*WHAT YOU WILL DO*
Lines from the one containing "Target: wooden telephone pole" through the end of the data are to be returned exactly, and no others.

*Extracted records*
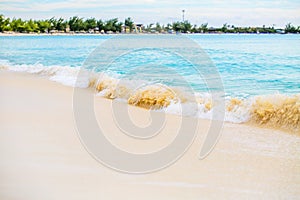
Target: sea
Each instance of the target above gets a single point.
(260, 73)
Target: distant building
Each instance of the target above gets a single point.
(280, 31)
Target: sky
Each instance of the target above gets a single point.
(213, 12)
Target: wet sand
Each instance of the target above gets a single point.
(43, 158)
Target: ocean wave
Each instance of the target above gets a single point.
(275, 110)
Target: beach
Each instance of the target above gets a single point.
(42, 156)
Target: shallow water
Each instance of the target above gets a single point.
(260, 73)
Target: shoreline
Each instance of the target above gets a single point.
(110, 34)
(42, 154)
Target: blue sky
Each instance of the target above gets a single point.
(214, 12)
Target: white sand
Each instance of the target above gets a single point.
(43, 158)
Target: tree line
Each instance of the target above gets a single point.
(77, 24)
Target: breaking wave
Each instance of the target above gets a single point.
(275, 110)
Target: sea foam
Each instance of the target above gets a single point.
(274, 110)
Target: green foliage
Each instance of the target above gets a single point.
(78, 24)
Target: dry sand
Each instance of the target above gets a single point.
(43, 158)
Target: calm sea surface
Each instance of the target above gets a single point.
(248, 64)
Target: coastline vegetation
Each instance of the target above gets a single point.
(92, 25)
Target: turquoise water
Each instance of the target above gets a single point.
(248, 64)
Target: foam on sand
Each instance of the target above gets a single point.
(274, 110)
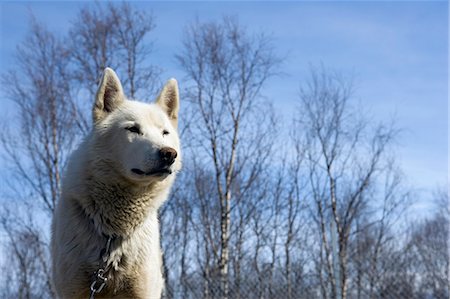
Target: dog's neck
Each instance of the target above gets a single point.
(118, 208)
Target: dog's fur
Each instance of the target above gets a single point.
(104, 195)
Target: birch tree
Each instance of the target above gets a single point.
(227, 69)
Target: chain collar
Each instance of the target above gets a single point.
(101, 274)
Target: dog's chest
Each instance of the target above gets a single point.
(136, 263)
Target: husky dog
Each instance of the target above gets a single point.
(105, 231)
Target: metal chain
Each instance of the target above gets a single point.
(100, 275)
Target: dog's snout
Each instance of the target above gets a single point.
(167, 155)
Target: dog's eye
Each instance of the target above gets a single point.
(134, 129)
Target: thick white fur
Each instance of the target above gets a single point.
(102, 197)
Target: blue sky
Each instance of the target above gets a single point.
(398, 52)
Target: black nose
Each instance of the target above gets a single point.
(167, 155)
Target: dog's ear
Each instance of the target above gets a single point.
(109, 95)
(168, 100)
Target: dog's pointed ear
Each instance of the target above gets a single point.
(168, 100)
(109, 95)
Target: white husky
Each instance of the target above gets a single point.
(105, 229)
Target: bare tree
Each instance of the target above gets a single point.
(227, 69)
(430, 250)
(117, 36)
(37, 155)
(344, 157)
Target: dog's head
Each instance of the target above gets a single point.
(138, 140)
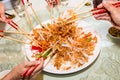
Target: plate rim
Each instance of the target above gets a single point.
(94, 57)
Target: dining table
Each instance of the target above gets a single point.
(105, 67)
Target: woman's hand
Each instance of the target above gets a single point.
(16, 72)
(2, 12)
(114, 13)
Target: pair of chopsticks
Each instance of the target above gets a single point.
(48, 53)
(16, 27)
(28, 15)
(93, 12)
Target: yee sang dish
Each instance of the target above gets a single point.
(72, 46)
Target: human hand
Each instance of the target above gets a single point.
(2, 11)
(114, 13)
(16, 72)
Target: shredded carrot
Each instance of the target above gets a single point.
(74, 46)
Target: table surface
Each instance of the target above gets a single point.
(106, 67)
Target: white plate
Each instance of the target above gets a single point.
(51, 69)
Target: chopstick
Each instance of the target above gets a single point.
(28, 16)
(39, 21)
(92, 12)
(11, 32)
(80, 5)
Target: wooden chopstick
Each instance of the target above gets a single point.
(11, 32)
(13, 39)
(80, 5)
(39, 21)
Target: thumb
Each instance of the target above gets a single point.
(108, 6)
(32, 63)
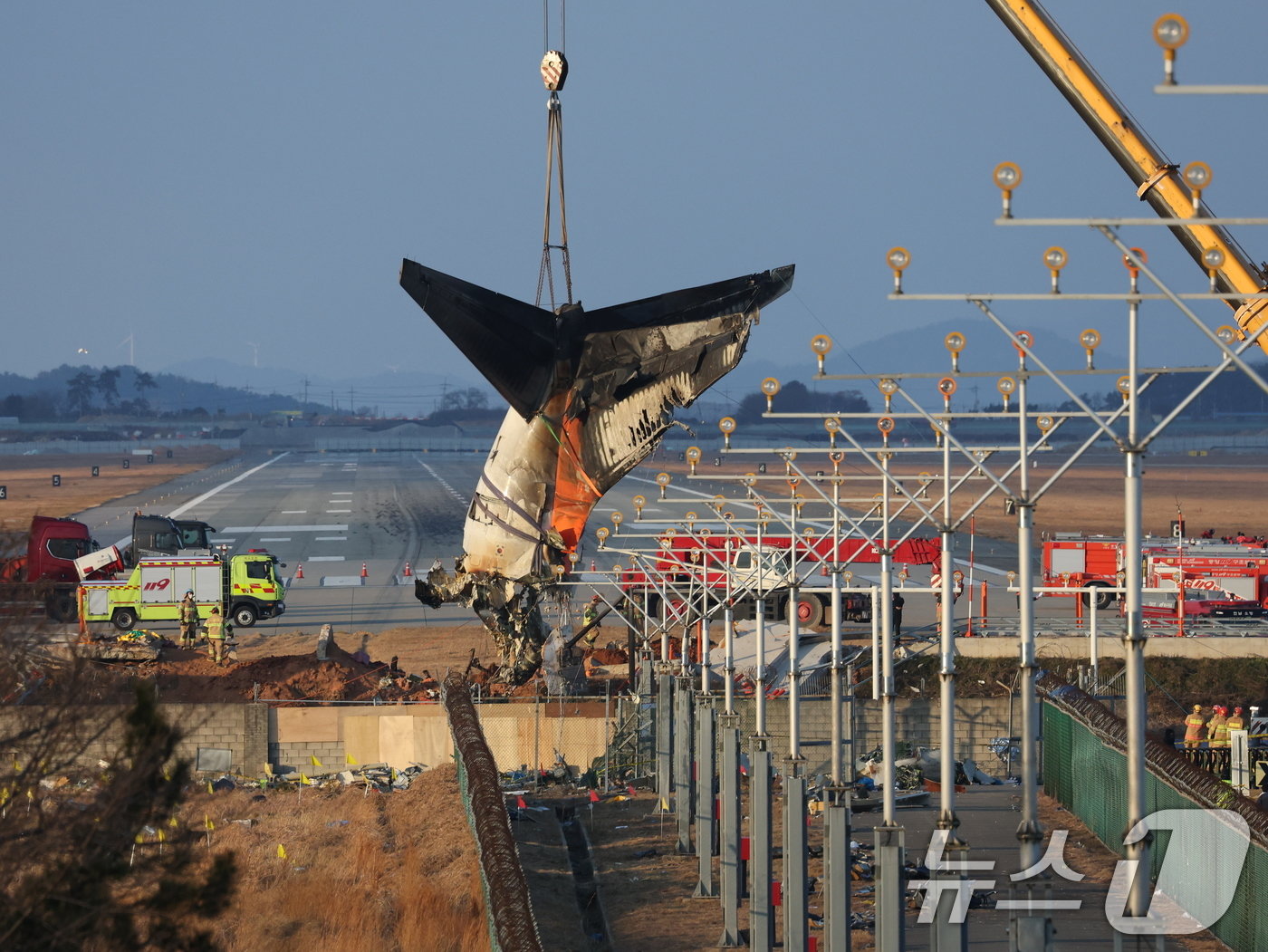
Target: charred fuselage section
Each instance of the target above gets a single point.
(590, 396)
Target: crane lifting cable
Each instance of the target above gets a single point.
(554, 72)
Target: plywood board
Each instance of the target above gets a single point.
(307, 726)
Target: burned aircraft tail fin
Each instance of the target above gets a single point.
(513, 343)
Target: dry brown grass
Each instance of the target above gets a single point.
(31, 489)
(361, 871)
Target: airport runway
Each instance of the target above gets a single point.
(332, 513)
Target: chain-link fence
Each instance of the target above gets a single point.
(1084, 768)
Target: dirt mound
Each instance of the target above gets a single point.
(190, 678)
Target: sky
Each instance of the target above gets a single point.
(240, 181)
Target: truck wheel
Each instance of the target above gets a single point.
(809, 610)
(62, 608)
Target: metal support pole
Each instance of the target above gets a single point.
(1134, 639)
(947, 932)
(795, 923)
(665, 733)
(728, 865)
(837, 867)
(890, 899)
(890, 895)
(1030, 834)
(682, 764)
(706, 824)
(761, 911)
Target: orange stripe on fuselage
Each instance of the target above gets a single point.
(574, 492)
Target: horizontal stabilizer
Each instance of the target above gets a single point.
(510, 342)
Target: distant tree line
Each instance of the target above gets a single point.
(795, 397)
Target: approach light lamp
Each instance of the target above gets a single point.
(693, 456)
(955, 342)
(726, 425)
(1170, 32)
(1005, 386)
(821, 345)
(1055, 259)
(1008, 177)
(1213, 260)
(888, 387)
(833, 426)
(1197, 177)
(1090, 340)
(770, 387)
(898, 259)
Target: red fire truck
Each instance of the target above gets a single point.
(764, 565)
(1074, 559)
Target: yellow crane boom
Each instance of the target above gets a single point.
(1157, 180)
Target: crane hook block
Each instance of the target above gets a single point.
(554, 70)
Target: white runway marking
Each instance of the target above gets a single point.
(197, 501)
(437, 476)
(330, 527)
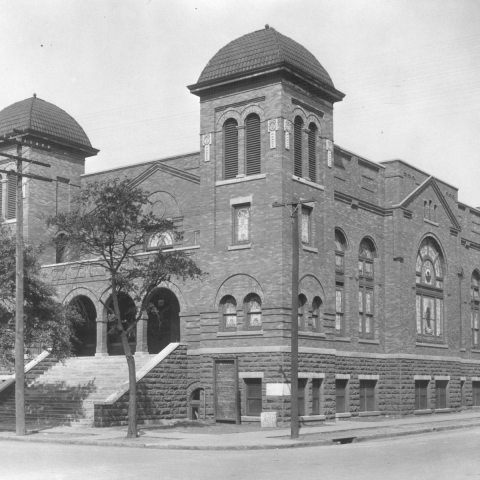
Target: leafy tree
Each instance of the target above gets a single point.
(47, 323)
(110, 228)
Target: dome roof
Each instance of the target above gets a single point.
(38, 116)
(261, 49)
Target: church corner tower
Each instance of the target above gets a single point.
(49, 135)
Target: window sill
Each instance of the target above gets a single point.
(431, 345)
(308, 182)
(240, 247)
(312, 418)
(312, 334)
(373, 413)
(242, 333)
(240, 180)
(426, 220)
(248, 418)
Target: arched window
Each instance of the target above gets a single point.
(302, 312)
(475, 302)
(312, 154)
(297, 146)
(11, 212)
(60, 247)
(253, 311)
(365, 290)
(340, 247)
(252, 144)
(228, 311)
(316, 314)
(429, 292)
(230, 148)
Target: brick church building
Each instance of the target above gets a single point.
(389, 257)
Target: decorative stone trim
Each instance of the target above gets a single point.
(250, 178)
(310, 375)
(431, 345)
(250, 375)
(241, 333)
(312, 418)
(422, 377)
(375, 413)
(245, 246)
(308, 182)
(240, 200)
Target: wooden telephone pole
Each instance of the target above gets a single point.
(296, 205)
(19, 281)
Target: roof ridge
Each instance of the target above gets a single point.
(277, 41)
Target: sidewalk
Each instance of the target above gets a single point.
(175, 437)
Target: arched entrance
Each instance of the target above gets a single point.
(196, 404)
(127, 315)
(85, 341)
(164, 325)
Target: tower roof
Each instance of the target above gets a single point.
(260, 49)
(38, 117)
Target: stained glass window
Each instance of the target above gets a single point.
(429, 285)
(365, 293)
(254, 312)
(229, 309)
(306, 225)
(242, 224)
(161, 240)
(475, 306)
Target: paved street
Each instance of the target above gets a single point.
(445, 455)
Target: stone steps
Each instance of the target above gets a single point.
(65, 394)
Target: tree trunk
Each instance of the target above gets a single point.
(132, 378)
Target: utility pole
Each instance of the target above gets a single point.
(296, 205)
(19, 281)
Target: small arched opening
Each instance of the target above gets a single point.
(163, 321)
(127, 315)
(85, 339)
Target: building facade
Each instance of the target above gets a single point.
(389, 257)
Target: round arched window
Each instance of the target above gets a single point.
(429, 288)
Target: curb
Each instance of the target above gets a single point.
(300, 444)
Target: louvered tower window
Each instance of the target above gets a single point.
(252, 136)
(297, 146)
(230, 133)
(312, 136)
(1, 195)
(11, 197)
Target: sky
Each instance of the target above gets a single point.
(410, 70)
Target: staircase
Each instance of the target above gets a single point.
(65, 394)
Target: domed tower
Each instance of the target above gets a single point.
(50, 135)
(266, 130)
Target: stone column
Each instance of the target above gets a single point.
(102, 349)
(242, 158)
(142, 343)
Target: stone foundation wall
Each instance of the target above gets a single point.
(161, 394)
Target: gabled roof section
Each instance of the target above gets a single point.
(160, 167)
(430, 182)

*PROBLEM SOLUTION*
Target: wooden telephone pole
Each instance of the target above gets a single point.
(296, 205)
(19, 281)
Target: roof ridge
Each instance of the target above gets a single point.
(277, 41)
Target: sidewalk
Each instance of the target above gets a single point.
(175, 437)
Target: arched entrance
Each instance of the target above gets a single point.
(196, 404)
(127, 315)
(85, 341)
(164, 325)
Target: tower roof
Each instance of the target above gets a single point.
(260, 49)
(38, 117)
Target: stained glass window
Each instance of the target above gets a single point.
(429, 285)
(365, 293)
(254, 312)
(229, 309)
(306, 225)
(242, 224)
(161, 240)
(475, 306)
Target: paved street
Each instance of the target above gets a single point.
(445, 455)
Target: stone steps
Each instance of the target above gets a single point.
(65, 394)
Target: tree trunk
Each instance of the target above gets a single point.
(132, 378)
Target: utility pole
Each instance of the target above gets a single point.
(296, 205)
(19, 281)
Target: small arched opening
Each instance of the target above gets a single point.
(163, 321)
(127, 315)
(85, 339)
Target: building facade
Each instance of the target above gets a single point.
(389, 257)
Target: round arched window
Each instance of the target above gets a single point.
(429, 288)
Target: curb
Each instance of the target above gets a single point.
(300, 444)
Target: louvered tower window
Each instance of the target above gets a single point.
(252, 136)
(297, 146)
(230, 133)
(312, 136)
(1, 195)
(11, 197)
Target: sky
Each instance of the target above gets a single point.
(410, 70)
Target: staircase
Each instance of the target above gets a single point.
(65, 394)
Target: domed tower
Each instance of the target above gets a single point.
(50, 135)
(266, 130)
Target: stone column
Each instance of the target above gets a single point.
(102, 349)
(242, 158)
(142, 343)
Target: stone foundation wall
Each instance of the target above gets a single point.
(161, 394)
Target: gabled roof section
Each instance of the target above gets a single point.
(160, 167)
(430, 182)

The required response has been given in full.